◆ Prompt: Each line from the one holding "the grass in" to the end of the data below must be output verbatim, with no other lines.

Start of Dataset excerpts

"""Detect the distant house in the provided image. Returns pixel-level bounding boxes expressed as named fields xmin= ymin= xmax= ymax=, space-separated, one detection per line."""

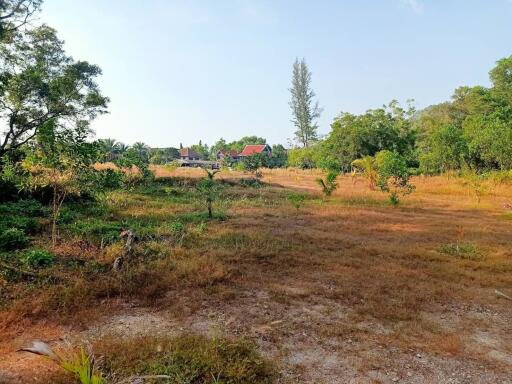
xmin=216 ymin=149 xmax=239 ymax=162
xmin=179 ymin=147 xmax=202 ymax=161
xmin=238 ymin=144 xmax=272 ymax=158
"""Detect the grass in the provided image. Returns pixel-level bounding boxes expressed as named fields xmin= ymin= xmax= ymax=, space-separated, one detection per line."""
xmin=91 ymin=334 xmax=276 ymax=384
xmin=2 ymin=168 xmax=512 ymax=382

End of Dataset excerpts

◆ Exercise result:
"""Detect the grass in the provided image. Returns pixel-level bounding boxes expressed as named fields xmin= ymin= xmax= ymax=, space-separated, one detection per line."""
xmin=91 ymin=334 xmax=276 ymax=384
xmin=2 ymin=168 xmax=512 ymax=382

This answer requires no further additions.